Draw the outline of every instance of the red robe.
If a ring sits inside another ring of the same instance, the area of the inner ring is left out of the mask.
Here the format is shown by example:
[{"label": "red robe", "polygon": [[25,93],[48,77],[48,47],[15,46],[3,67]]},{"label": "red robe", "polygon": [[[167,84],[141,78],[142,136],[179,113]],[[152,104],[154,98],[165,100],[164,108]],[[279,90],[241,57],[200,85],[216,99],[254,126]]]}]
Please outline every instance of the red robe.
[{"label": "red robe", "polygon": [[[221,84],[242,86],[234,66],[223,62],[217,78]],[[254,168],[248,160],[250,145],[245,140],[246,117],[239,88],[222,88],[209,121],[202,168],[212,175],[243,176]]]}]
==
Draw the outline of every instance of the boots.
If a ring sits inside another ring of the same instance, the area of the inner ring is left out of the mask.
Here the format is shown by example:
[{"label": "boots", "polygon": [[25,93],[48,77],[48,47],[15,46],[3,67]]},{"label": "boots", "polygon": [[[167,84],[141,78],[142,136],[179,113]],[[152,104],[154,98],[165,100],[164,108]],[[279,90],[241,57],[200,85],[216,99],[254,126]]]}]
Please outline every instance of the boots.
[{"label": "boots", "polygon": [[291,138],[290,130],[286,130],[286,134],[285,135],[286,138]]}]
---
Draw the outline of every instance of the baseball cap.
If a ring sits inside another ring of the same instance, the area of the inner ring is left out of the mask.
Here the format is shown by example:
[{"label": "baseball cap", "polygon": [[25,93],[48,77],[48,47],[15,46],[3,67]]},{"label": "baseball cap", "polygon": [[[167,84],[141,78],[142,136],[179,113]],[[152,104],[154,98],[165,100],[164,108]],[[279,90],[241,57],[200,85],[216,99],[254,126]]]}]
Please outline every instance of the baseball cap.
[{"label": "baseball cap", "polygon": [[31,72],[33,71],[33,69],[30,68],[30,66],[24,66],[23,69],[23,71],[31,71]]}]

AIM OF THE TASK = How many lines in the records above contain the word "every"? Reply with the number only.

FINISHED TASK = 6